Passage shown
The Maths of Handedness (Part 1)
It was a few days ago. I was just arriving in London and had to take the tube down to my temporary accommodations. Having a few hours to spare, I decided to catch up on my podcasts. I started to listen to a rebroadcast of the Radiolab episode What's left when you're right (You can find the full story here if you're interested). To make a long story short (and slightly spoil the podcast), they end up talking about the differences between left and right-handed individuals. In particular, they make this one statement that for some reason stayed with me. One of the interviewees and the narrator made the following statement:
"If you have two right-handed parents, their chance of having a left-hander is 9.5%. If you have one righty one lefty parent, your odds do go up, almost 20% chance. Now, two southpaw parents, you have a 26% chance of delivering into the world a southpaw. And if you add up those chances and look out across the entire human species, we are about 90% right-handed, 10% left-handed." - Radiolab, giving me a reason to distract me
My brain, in its infinite inability to concentrate on one thing, decided to go off on a tangent and ask itself, is that true? What does the maths of inheritance look like? More specifically, if those percentages are true, would you see a left-right handed split similar to the one we observe in reality? Well, let's find out.

Your task
List every percentage given in the Radiolab quotation in the post on the maths of handedness. The material after this point comes from a different source than the post on handedness.

Recorded data
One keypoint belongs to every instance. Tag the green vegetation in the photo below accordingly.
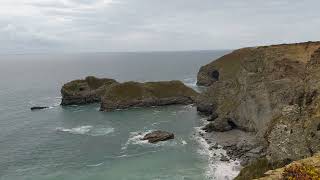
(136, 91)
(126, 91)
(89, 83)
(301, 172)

--

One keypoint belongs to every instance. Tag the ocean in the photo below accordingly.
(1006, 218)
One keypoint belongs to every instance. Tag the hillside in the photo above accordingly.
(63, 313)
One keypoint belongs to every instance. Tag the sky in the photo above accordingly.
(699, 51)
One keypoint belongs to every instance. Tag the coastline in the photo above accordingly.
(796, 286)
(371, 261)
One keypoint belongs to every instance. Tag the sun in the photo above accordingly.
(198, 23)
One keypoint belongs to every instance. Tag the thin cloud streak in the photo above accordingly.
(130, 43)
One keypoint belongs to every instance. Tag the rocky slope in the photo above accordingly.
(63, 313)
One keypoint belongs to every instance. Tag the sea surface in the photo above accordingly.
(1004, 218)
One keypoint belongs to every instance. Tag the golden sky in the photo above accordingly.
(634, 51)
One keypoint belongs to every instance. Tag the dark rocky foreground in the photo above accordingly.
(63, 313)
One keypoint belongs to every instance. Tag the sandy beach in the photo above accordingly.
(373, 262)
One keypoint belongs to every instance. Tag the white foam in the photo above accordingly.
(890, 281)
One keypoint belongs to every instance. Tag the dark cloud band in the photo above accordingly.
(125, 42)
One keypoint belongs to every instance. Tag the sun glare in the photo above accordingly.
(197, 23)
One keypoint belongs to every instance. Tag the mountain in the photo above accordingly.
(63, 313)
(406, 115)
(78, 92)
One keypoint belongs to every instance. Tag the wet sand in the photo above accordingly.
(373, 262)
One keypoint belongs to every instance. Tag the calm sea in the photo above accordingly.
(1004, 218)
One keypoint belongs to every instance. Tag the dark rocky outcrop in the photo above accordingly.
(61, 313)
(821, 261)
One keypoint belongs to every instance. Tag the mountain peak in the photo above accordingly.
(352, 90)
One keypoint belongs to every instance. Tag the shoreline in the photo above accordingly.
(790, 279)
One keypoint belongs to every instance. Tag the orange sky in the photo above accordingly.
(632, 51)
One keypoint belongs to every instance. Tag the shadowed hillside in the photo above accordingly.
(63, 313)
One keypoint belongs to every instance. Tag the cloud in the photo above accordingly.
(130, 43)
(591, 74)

Expected output
9.5%, almost 20%, 26%, 90%, 10%